[Document extract — start]

One key unanswered question relates to the identification of those post-TBA patients who are most at risk of subsequent development of Nelson's syndrome. A clearer understanding of predictive factors would enable a more targeted approach for close surveillance directed towards those patients most at risk of early corticotrophinoma development, and would inform decisions regarding TBA surgery. Potential predictive factors for the onset and progression of Nelson's syndrome are discussed below.

[Document extract — finish]
[Raw data — start]

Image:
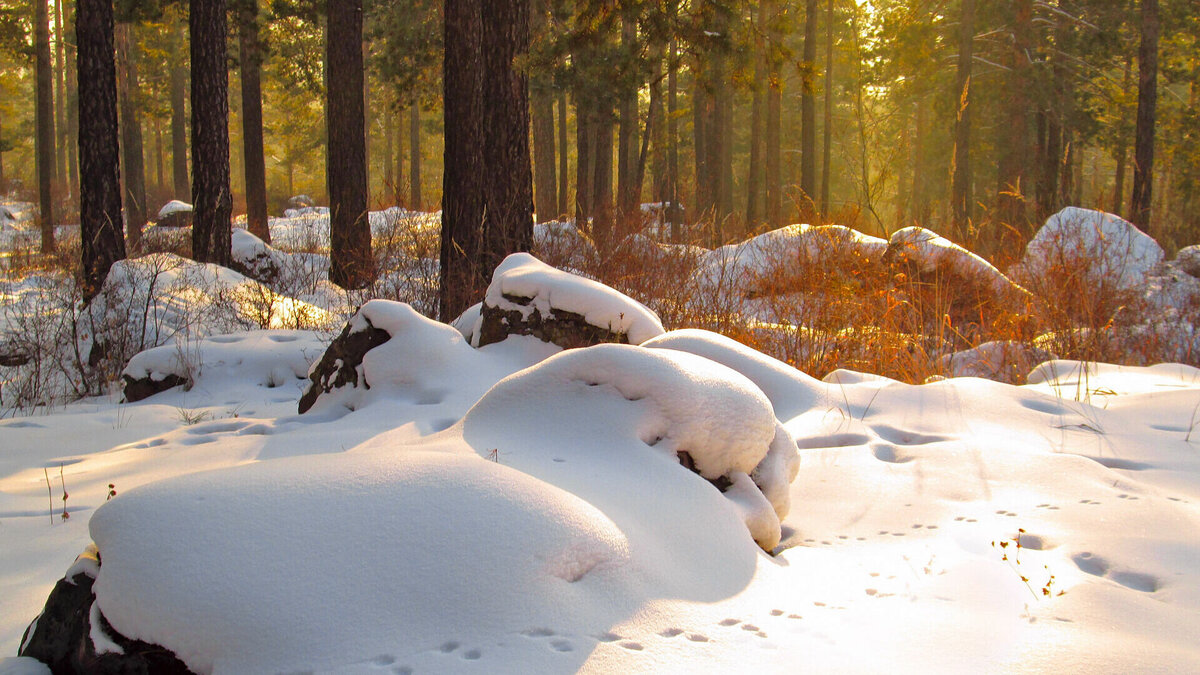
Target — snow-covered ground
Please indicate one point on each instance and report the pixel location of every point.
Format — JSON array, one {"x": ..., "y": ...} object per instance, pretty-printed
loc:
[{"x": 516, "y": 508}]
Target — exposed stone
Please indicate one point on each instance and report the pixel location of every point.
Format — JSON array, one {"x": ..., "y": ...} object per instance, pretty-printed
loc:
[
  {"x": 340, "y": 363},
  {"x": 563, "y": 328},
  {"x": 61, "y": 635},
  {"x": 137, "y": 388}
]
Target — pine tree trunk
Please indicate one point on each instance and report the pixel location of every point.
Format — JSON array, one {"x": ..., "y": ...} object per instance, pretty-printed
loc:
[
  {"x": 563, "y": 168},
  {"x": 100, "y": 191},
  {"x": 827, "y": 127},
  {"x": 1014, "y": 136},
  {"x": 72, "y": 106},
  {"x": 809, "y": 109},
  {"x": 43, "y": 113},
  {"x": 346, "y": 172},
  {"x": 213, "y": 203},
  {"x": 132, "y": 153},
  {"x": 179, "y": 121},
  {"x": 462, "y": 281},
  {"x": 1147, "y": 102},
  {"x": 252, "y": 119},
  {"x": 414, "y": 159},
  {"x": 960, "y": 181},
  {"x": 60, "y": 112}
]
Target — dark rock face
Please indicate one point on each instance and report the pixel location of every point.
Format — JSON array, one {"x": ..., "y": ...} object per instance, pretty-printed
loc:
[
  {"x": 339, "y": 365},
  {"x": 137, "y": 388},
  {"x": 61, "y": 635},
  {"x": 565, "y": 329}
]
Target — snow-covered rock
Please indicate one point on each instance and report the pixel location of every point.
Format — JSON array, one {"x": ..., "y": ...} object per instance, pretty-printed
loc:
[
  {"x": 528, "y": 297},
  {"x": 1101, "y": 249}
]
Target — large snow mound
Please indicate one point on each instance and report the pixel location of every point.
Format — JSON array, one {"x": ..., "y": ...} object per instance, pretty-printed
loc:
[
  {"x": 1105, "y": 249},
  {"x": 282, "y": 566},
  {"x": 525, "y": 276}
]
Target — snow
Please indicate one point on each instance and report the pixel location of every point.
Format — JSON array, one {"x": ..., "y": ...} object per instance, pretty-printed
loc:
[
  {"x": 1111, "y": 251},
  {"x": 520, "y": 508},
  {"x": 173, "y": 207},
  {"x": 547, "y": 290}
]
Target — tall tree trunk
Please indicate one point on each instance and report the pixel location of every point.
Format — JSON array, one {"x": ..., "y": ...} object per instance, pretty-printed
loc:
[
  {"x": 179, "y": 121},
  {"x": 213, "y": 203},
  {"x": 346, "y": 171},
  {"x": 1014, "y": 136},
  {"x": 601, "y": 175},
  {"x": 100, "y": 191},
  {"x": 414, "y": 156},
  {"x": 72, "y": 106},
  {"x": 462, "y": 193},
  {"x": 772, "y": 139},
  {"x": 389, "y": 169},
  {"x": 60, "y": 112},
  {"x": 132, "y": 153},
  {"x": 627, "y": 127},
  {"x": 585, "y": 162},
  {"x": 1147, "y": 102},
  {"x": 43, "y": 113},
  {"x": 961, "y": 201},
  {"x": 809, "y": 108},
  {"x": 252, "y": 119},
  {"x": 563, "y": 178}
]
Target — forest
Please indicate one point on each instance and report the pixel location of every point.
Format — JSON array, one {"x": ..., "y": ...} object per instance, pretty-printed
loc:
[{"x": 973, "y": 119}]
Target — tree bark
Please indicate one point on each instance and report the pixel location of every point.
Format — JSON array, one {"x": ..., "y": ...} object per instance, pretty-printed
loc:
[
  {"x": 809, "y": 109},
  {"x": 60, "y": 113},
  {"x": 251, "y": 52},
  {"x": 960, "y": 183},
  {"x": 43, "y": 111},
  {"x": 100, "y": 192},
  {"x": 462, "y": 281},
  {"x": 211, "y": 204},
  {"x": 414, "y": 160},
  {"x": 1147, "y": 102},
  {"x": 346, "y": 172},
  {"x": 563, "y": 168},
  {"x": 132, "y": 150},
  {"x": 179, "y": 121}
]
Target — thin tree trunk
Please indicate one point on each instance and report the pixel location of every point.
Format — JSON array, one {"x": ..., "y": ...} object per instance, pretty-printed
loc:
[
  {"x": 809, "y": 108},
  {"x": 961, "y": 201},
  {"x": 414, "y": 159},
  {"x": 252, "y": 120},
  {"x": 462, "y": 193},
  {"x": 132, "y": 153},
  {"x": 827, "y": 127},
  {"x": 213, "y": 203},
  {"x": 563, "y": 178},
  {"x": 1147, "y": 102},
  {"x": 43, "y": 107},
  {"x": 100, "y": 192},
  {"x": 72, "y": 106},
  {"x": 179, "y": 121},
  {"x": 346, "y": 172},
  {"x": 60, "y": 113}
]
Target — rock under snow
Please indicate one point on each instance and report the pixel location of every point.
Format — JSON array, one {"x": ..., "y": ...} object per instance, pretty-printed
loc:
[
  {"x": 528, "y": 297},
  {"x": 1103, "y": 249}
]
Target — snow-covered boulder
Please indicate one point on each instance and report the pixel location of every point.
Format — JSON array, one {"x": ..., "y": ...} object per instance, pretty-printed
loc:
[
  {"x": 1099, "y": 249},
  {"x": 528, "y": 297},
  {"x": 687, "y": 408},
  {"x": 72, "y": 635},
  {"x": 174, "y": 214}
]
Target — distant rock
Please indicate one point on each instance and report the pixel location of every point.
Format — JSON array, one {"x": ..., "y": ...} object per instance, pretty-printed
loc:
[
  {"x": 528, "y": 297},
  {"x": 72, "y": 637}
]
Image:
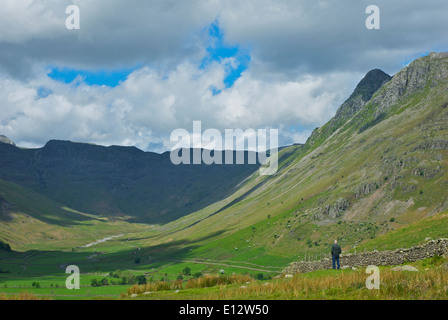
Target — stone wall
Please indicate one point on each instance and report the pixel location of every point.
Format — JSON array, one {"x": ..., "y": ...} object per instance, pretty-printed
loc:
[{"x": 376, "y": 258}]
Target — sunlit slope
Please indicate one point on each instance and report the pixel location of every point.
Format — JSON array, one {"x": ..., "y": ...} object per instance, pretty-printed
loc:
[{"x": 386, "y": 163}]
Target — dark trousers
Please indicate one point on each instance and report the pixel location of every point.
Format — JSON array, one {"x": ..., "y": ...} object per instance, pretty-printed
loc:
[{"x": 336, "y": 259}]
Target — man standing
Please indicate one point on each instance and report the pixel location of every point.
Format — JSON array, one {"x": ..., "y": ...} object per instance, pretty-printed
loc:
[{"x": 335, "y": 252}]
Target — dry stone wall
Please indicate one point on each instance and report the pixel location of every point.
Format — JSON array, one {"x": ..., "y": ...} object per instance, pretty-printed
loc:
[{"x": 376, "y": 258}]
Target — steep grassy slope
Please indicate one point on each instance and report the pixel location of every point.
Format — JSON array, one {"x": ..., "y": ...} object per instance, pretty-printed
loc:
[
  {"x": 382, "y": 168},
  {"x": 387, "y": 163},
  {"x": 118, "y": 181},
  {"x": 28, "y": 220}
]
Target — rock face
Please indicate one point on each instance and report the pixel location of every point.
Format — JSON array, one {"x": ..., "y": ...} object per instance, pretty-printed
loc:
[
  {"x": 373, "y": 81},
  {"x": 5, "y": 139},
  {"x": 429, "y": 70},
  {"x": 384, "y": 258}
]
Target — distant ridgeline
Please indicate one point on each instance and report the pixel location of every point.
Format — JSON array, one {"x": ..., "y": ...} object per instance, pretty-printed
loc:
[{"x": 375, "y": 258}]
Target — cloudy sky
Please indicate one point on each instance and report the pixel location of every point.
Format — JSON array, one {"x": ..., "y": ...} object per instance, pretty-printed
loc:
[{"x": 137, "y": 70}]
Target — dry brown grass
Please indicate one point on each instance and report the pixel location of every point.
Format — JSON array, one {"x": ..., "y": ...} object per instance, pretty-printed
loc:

[Raw data — finish]
[Raw data — start]

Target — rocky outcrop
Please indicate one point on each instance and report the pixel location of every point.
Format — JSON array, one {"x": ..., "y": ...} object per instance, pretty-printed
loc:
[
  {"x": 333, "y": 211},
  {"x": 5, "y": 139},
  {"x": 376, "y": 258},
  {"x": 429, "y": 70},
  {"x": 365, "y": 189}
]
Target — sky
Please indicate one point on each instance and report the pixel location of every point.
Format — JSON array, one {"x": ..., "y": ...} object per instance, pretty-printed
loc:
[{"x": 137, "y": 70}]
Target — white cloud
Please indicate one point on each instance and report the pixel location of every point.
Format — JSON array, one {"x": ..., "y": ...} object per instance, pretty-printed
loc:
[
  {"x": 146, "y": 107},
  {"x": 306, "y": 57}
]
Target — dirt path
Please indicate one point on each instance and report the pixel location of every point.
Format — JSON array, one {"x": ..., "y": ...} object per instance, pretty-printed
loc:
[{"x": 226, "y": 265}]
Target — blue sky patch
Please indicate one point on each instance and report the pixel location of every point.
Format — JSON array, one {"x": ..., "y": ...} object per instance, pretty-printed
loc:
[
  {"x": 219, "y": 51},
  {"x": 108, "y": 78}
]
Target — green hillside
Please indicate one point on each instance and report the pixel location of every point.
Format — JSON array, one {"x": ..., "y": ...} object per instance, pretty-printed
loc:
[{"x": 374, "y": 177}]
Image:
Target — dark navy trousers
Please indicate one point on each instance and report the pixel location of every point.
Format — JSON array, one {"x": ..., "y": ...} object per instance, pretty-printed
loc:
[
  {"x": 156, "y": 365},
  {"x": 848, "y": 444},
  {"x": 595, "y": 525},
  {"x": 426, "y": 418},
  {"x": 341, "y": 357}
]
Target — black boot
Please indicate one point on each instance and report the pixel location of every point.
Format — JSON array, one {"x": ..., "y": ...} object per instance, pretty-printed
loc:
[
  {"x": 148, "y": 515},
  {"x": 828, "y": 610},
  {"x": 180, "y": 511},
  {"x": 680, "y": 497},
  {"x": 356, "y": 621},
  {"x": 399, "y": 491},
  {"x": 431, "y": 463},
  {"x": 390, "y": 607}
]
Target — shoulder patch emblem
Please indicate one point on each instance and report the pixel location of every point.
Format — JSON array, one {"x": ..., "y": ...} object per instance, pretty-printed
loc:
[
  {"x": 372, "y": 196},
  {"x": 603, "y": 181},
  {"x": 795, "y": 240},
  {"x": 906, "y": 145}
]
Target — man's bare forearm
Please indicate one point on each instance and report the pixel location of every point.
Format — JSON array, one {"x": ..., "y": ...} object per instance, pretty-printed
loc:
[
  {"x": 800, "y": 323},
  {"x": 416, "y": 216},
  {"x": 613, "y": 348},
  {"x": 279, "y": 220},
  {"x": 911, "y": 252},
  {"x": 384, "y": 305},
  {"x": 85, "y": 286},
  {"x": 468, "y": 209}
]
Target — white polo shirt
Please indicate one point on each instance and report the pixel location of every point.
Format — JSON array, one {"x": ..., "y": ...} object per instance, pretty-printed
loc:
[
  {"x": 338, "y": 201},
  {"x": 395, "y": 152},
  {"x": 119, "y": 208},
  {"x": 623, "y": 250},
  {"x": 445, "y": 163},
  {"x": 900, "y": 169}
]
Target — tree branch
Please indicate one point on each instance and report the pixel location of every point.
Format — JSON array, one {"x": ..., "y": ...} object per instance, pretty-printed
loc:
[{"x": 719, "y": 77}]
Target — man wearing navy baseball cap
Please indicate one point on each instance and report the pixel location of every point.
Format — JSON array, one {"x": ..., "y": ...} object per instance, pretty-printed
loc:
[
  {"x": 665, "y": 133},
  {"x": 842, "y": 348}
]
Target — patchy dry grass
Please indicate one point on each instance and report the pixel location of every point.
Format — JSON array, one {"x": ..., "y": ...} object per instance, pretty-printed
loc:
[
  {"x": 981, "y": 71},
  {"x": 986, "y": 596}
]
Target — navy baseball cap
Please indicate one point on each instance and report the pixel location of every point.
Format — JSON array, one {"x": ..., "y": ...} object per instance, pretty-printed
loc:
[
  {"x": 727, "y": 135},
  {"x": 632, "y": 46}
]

[Raw data — finish]

• **Assignment**: Output the section of the passage on Nelson's syndrome above, from "One key unanswered" to "are discussed below.", inclusive, copied word for word.

• **Written response**:
One key unanswered question relates to the identification of those post-TBA patients who are most at risk of subsequent development of Nelson's syndrome. A clearer understanding of predictive factors would enable a more targeted approach for close surveillance directed towards those patients most at risk of early corticotrophinoma development, and would inform decisions regarding TBA surgery. Potential predictive factors for the onset and progression of Nelson's syndrome are discussed below.